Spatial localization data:
☆ ☆ ☆

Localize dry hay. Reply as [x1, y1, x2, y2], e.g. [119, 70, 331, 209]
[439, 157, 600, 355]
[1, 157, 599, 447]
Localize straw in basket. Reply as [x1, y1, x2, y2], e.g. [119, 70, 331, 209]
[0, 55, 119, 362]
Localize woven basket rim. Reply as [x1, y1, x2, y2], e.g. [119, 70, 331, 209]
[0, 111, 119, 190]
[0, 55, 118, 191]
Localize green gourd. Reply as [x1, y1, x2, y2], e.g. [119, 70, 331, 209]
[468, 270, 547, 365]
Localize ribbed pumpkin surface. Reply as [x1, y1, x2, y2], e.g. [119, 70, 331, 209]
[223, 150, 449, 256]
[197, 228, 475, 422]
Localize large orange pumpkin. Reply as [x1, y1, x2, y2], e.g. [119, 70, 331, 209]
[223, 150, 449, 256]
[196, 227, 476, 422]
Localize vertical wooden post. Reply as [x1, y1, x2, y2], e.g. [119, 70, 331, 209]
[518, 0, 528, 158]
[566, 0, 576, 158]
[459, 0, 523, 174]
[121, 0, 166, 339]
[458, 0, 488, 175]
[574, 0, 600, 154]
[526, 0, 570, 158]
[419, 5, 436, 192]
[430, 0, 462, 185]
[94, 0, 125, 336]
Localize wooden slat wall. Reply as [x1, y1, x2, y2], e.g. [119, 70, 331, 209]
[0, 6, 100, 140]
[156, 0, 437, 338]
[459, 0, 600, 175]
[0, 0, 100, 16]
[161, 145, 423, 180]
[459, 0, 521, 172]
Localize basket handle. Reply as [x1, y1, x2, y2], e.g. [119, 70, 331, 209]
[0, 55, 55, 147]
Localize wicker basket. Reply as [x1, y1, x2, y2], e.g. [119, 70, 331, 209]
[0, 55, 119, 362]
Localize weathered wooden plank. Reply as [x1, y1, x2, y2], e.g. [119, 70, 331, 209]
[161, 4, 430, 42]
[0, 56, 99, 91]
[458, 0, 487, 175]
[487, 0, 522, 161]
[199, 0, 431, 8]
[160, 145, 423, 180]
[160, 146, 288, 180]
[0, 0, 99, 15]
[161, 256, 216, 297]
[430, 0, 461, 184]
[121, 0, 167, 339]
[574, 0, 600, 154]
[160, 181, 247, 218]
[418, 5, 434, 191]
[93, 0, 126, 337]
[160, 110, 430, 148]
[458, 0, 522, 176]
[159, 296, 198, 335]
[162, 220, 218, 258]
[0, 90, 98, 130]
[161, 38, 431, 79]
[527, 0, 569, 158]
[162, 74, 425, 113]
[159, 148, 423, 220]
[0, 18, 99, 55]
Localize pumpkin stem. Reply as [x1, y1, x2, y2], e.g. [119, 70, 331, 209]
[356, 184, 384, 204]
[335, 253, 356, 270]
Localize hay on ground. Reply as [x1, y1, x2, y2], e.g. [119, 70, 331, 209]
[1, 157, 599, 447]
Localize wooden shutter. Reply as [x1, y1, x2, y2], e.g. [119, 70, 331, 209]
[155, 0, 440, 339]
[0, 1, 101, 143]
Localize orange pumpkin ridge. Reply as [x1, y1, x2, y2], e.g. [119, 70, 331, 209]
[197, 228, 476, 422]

☆ ☆ ☆

- **Description of the task**: From the data above, output every line exactly.

- **Task result**:
Localize dry hay. Reply as [x1, y1, x2, y2], e.g. [119, 70, 331, 209]
[439, 157, 600, 355]
[1, 157, 599, 447]
Localize straw in basket. Reply as [x1, y1, x2, y2], e.g. [119, 70, 331, 209]
[0, 55, 119, 362]
Localize woven basket rim. Reply as [x1, y1, x2, y2], e.g. [119, 70, 331, 209]
[0, 111, 119, 190]
[0, 55, 118, 191]
Localize green gourd. Reply as [x1, y1, x2, y2], e.g. [119, 70, 331, 209]
[468, 270, 547, 365]
Localize ribbed pumpkin surface. Reply as [x1, y1, x2, y2], e.g. [119, 70, 331, 209]
[223, 150, 449, 256]
[197, 228, 475, 422]
Localize large orange pumpkin. Reply as [x1, y1, x2, y2], e.g. [119, 70, 331, 209]
[223, 150, 449, 256]
[196, 227, 476, 422]
Localize vertical wooden post. Reply as [x1, y1, x2, y2], e.g. [119, 70, 331, 209]
[518, 0, 528, 158]
[566, 0, 576, 158]
[459, 0, 523, 174]
[121, 0, 166, 339]
[458, 0, 488, 175]
[574, 0, 600, 154]
[526, 0, 570, 158]
[419, 5, 436, 192]
[430, 0, 462, 185]
[94, 0, 125, 336]
Localize wooden slat wall. Reply as [x1, y1, x2, y2], e.g. [119, 70, 331, 209]
[0, 6, 100, 140]
[156, 0, 437, 338]
[459, 0, 600, 175]
[0, 0, 100, 16]
[161, 145, 423, 180]
[459, 0, 521, 172]
Localize basket handle. Reply as [x1, y1, x2, y2], e.g. [119, 70, 331, 209]
[0, 55, 55, 147]
Localize wicker basket. Reply as [x1, y1, x2, y2], e.g. [119, 70, 331, 209]
[0, 55, 119, 362]
Localize weathered wooden plank. Reply as [x1, y1, x2, y2], e.g. [119, 70, 331, 209]
[161, 4, 430, 42]
[0, 56, 99, 91]
[458, 0, 487, 175]
[487, 0, 522, 161]
[199, 0, 431, 8]
[160, 145, 423, 180]
[160, 146, 288, 180]
[0, 0, 99, 15]
[161, 256, 216, 297]
[430, 0, 461, 184]
[121, 0, 167, 339]
[574, 0, 600, 154]
[160, 181, 247, 218]
[418, 5, 434, 191]
[93, 0, 126, 337]
[160, 110, 430, 148]
[458, 0, 522, 176]
[159, 296, 198, 335]
[162, 220, 218, 258]
[0, 90, 98, 130]
[161, 38, 431, 79]
[527, 0, 569, 158]
[162, 74, 425, 113]
[159, 148, 423, 220]
[0, 18, 99, 55]
Localize pumpkin stem. Reply as [x1, y1, x2, y2], e.g. [119, 70, 331, 209]
[356, 184, 384, 204]
[335, 253, 356, 270]
Localize hay on ground. Reply as [x1, y1, x2, y2], e.g. [119, 70, 331, 209]
[1, 157, 599, 447]
Localize wooden shutter. Reply as [x1, y1, x2, y2], e.g. [119, 70, 331, 209]
[155, 0, 440, 339]
[0, 1, 101, 143]
Localize orange pumpkin ridge. Reply as [x1, y1, x2, y2], e.g. [119, 70, 331, 209]
[197, 228, 476, 422]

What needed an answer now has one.